-- WORK TO DO --
Format every line of the entries below as a JSON list of strings, one string per line, with blank lines omitted. Leave the pictures out of the answer.

-- SUPPLIED ENTRIES --

----------------

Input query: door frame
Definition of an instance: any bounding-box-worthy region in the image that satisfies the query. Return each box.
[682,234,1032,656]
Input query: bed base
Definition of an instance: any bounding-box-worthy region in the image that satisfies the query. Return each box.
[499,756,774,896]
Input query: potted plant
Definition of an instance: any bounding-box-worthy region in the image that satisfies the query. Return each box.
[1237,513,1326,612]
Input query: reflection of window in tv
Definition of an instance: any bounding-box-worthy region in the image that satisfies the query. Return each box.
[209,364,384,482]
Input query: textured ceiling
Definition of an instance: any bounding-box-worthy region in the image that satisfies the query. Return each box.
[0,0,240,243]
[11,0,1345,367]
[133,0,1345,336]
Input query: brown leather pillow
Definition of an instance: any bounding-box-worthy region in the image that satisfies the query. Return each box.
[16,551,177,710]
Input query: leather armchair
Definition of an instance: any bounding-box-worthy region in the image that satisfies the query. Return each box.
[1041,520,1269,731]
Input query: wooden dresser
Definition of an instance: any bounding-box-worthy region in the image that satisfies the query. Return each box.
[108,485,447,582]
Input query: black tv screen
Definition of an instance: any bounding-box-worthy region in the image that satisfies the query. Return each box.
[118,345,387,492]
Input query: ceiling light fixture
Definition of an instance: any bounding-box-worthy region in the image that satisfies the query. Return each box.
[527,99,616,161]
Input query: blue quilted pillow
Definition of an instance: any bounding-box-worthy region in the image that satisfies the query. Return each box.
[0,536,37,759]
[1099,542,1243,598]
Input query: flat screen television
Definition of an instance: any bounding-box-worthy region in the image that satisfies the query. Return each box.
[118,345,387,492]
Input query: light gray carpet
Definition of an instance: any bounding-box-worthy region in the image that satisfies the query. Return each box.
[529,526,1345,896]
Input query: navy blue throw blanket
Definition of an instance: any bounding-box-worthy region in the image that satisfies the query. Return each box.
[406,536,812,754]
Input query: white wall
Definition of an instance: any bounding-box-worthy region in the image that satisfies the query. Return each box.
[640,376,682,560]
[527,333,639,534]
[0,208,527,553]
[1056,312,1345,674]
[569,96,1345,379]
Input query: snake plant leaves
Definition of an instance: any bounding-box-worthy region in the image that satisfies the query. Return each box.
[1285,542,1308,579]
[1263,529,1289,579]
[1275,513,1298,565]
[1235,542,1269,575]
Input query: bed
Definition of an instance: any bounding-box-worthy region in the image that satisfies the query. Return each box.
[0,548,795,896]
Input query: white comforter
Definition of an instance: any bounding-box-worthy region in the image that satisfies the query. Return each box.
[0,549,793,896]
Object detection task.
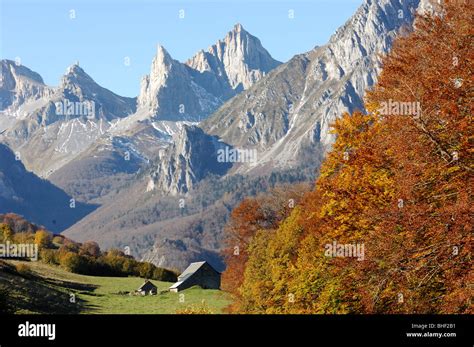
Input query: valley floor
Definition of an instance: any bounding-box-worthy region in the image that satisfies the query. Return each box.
[0,261,230,314]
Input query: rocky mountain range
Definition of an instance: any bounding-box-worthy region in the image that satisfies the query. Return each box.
[0,0,428,269]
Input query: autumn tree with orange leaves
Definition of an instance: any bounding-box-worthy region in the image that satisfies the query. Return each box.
[231,1,474,313]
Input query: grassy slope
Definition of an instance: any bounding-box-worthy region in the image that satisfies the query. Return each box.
[2,261,230,314]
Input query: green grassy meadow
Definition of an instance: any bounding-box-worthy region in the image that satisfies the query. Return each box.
[2,261,230,314]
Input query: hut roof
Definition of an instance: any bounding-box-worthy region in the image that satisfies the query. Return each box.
[138,280,156,291]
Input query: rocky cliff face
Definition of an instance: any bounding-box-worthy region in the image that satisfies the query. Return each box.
[202,0,420,172]
[186,24,281,100]
[138,24,280,121]
[0,59,52,110]
[147,125,230,195]
[0,61,135,176]
[147,0,419,193]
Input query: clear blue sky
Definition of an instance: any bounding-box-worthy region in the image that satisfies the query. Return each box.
[0,0,362,96]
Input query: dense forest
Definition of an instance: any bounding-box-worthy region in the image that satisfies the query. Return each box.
[223,1,474,314]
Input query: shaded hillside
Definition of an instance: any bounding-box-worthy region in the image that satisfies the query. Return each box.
[0,144,97,232]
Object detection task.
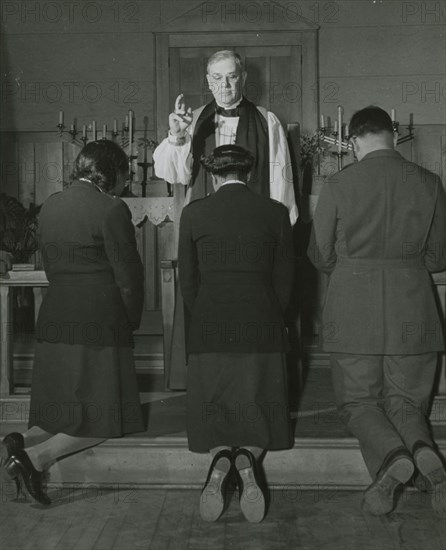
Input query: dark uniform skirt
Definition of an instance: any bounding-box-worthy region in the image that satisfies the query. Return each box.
[187,352,293,452]
[29,342,145,438]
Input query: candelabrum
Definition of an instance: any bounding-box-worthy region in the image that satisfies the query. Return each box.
[318,124,353,170]
[57,110,160,197]
[318,105,415,170]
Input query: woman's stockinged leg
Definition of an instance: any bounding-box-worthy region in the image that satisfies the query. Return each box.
[26,433,106,471]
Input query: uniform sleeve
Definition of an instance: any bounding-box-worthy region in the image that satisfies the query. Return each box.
[272,206,295,313]
[102,199,144,330]
[268,112,299,225]
[424,179,446,272]
[307,180,337,274]
[178,208,199,311]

----------------

-- WRITTEN REPLY --
[
  "Input query: door frame",
  "Definition of an instance: any bounding-box-worthy region in the image that satisfies the query. Return each box.",
  "[682,234,1032,656]",
  "Input query: bed base",
  "Definition of an instance: any bounding-box-worthy region in the image that satisfies the query. Return each box.",
  "[499,756,774,896]",
  "Input query: potted plant",
  "Definition of an instance: any bounding-box-worthy region in the image that satisfies the query. Return each box.",
  "[1237,513,1326,612]",
  "Input query: reflection of window in tv",
  "Definition of an instance: any bounding-box-worthy region in the image that satisfies the query. Return each box.",
  "[209,364,384,482]",
  "Input query: textured ceiling",
  "Definition of an instance: any bounding-box-worthy region in the image that satisfies the query. Return each box.",
  "[0,0,240,243]",
  "[11,0,1345,367]",
  "[133,0,1345,336]",
  "Input query: brown leather pillow",
  "Definition of an instance: any bounding-box-worthy region in the image that satisfies the query. Return each box.",
  "[16,551,177,710]",
  "Input query: leather armchair",
  "Definition of an instance: any bounding-box-worthy region in the image that satisfies the query. Return each box.",
  "[1041,520,1269,731]",
  "Input query: wooden dresser",
  "Definition of an instance: any bounding-box-worthy region in the image that satisfies the query. Return each box.",
  "[108,485,447,582]",
  "Input query: black tv screen",
  "Definition of an instance: any bounding-box-worthy region in the image that satisfies the query. Return each box.",
  "[118,345,387,492]",
  "Input query: ceiling light fixture",
  "Definition of an instance: any bounding-box-worthy region in the image that satisfies the query. Return each box.",
  "[527,99,616,161]",
  "Input query: blue quilted pillow",
  "Definition of an instance: any bounding-box-worthy region in the image that satisfies the query. Return each box.",
  "[0,536,37,759]",
  "[1099,542,1243,598]",
  "Input query: flat screen television",
  "Definition of an instance: any bounding-box-worthy region in the image that satisfies the query. Return each box.",
  "[118,345,387,492]",
  "Input query: light gray carpet",
  "Definition of an instance: any bounding-box-worthy region in the image that satisfies the query. Return each box.",
  "[529,526,1345,896]",
  "Input query: navy blue throw blanket",
  "Definition of an instance: any bounding-box-worthy region in the image that satisfies the query. Return each box.",
  "[406,536,812,754]",
  "Input query: white wall",
  "Definition of an instance: any bounding-box-worthy region in the image that satisfies the query. Return each box.",
  "[640,376,682,560]",
  "[527,333,639,534]",
  "[0,208,527,553]",
  "[1056,312,1345,674]",
  "[569,96,1345,379]",
  "Input query: snake plant leaves",
  "Definition of an instance: any bounding-box-worthy region in the image that satisfies the query. Return each box.",
  "[1285,542,1308,579]",
  "[1263,529,1289,579]",
  "[1275,513,1298,565]",
  "[1235,542,1269,575]",
  "Input query: bed",
  "Definition of an instance: any bounding-box-worthy region in the image that satisfies the query. Return each box.",
  "[0,548,795,896]",
  "Input query: white comforter",
  "Definition of an instance: any bounding-box-worthy region in the image that satisfies the query. Return each box.",
  "[0,549,793,896]",
  "Object detection task.",
  "Input query: valley floor",
  "Definition of an instance: any bounding-box-worthy region in the image that satisfies the query. Return each box.",
  "[0,261,230,314]",
  "Input query: rocky mountain range",
  "Definition of an instance: any bounding-box-worthy region in the image that satisfies the query. Return each box.",
  "[0,0,428,269]",
  "Input query: autumn tree with orange leaves",
  "Definition of an instance: any bounding-box-worthy region in the image that satisfies the query. Return each box.",
  "[231,1,474,313]",
  "Input query: grassy slope",
  "Definition of an instance: any bounding-box-worthy region in the image that satisfies the query. Return each box.",
  "[2,261,230,314]",
  "Input query: green grassy meadow",
  "Definition of an instance: any bounding-box-worthy region in the image that satisfies the query. Return each box.",
  "[2,261,230,314]",
  "Input query: hut roof",
  "Definition of an instance: any bounding-box-worthy region in the image that satisfies the query. Return each box.",
  "[138,280,156,291]",
  "Input query: rocky cliff face",
  "Definition of an instance: any bounding-box-worthy region in the image that satisfies the query. Return each box.",
  "[202,0,420,172]",
  "[186,24,281,100]",
  "[138,24,280,121]",
  "[0,59,52,110]",
  "[147,125,230,195]",
  "[0,61,135,176]",
  "[147,0,419,193]",
  "Input query: clear blue sky",
  "Definition of an instance: any bounding-box-worthy region in the image that satisfies the query. Return each box.",
  "[0,0,362,96]",
  "Input query: dense forest",
  "Definition of an instance: any bounding-box-worthy region in the image that satisfies the query. Return each box.",
  "[223,1,474,314]",
  "Input query: shaded hillside",
  "Definition of an instance: any bounding-box-worthy region in the image that satisfies the query. Return each box.",
  "[0,144,97,232]",
  "Object detection task.",
  "Input query: dark uniform skirt",
  "Definition of an instance: any bounding-box-worthy region in the image that satisfies the query. Return each box.",
  "[187,352,293,452]",
  "[29,342,145,438]",
  "Input query: candelabrum",
  "Definition of an instance: any bounding-box-worthy region in the image that satisfies the query. Return each box.",
  "[318,124,353,170]",
  "[57,110,160,197]",
  "[318,105,415,170]",
  "Input query: woman's stockinged leg",
  "Definition of an instance: any bounding-box-worthy region in the image that satisfies the query. Return each box.",
  "[26,433,106,471]",
  "Input query: uniform sleeve",
  "Definition of an instance: any bounding-box-worthy region in the image that satisfies the query. Return each box.",
  "[272,206,295,313]",
  "[102,199,144,330]",
  "[268,112,299,225]",
  "[424,179,446,272]",
  "[307,180,337,274]",
  "[178,208,199,311]"
]